The lines to find are those in the entries that hold the word "window"; copy every one of them.

━━━ INPUT MATERIAL

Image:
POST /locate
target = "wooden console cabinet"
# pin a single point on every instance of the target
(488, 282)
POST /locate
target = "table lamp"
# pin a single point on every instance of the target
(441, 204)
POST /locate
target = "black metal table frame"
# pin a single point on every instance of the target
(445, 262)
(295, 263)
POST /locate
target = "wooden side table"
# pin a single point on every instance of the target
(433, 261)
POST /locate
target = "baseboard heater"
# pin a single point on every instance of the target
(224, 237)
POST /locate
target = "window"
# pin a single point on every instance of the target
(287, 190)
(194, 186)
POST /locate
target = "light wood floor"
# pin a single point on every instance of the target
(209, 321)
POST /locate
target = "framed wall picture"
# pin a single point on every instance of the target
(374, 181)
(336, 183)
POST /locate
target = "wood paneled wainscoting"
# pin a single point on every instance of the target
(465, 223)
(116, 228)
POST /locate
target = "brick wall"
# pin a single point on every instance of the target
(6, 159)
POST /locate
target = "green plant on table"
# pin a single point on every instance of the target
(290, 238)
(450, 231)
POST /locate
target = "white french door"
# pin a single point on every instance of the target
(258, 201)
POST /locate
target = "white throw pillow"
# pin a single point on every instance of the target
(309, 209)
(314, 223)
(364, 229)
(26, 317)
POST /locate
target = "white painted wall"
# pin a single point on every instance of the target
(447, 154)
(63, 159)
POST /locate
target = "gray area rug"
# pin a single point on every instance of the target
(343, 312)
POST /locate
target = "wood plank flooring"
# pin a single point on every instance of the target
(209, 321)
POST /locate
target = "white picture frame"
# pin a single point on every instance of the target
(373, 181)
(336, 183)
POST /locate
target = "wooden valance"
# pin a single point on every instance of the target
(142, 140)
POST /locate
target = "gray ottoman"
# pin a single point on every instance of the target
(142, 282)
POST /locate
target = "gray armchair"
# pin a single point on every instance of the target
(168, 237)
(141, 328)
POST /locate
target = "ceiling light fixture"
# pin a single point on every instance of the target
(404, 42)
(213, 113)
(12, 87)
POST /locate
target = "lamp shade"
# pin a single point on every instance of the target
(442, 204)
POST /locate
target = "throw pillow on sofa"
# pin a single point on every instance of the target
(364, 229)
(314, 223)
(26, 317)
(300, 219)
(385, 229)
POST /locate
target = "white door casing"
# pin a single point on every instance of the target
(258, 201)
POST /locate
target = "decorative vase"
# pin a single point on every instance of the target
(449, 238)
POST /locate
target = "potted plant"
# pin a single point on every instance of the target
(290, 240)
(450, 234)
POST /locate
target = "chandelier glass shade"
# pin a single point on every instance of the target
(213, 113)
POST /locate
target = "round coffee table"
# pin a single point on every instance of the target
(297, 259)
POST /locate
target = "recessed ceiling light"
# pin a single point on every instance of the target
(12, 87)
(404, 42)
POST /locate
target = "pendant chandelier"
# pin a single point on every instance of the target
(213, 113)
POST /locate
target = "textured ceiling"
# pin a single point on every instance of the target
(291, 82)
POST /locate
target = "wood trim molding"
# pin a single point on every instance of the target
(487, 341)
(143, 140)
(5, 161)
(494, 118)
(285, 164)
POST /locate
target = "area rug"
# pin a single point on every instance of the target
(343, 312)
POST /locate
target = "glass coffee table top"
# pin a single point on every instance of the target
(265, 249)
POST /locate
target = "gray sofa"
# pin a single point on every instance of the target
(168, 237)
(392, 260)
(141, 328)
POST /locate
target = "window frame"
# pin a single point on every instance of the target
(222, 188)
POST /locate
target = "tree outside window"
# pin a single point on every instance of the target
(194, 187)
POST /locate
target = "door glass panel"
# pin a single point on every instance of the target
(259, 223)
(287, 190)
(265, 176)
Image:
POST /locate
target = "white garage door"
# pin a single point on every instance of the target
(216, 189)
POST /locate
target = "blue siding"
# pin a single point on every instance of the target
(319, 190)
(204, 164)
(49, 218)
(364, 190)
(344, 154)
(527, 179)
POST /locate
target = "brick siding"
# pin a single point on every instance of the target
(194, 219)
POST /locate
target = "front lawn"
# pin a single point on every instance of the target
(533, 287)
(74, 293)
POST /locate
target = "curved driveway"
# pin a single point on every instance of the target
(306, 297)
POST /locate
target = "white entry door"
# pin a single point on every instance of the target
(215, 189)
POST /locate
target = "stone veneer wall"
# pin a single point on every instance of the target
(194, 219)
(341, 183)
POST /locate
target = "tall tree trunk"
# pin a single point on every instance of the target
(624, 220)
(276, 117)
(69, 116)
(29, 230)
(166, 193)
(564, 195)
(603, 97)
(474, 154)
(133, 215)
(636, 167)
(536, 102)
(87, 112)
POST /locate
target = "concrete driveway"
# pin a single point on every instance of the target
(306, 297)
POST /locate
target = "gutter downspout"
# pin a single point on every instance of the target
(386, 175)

━━━━━━

_SOLUTION FOR THIS TASK_.
target = "window"
target = "window frame"
target = "tree outside window"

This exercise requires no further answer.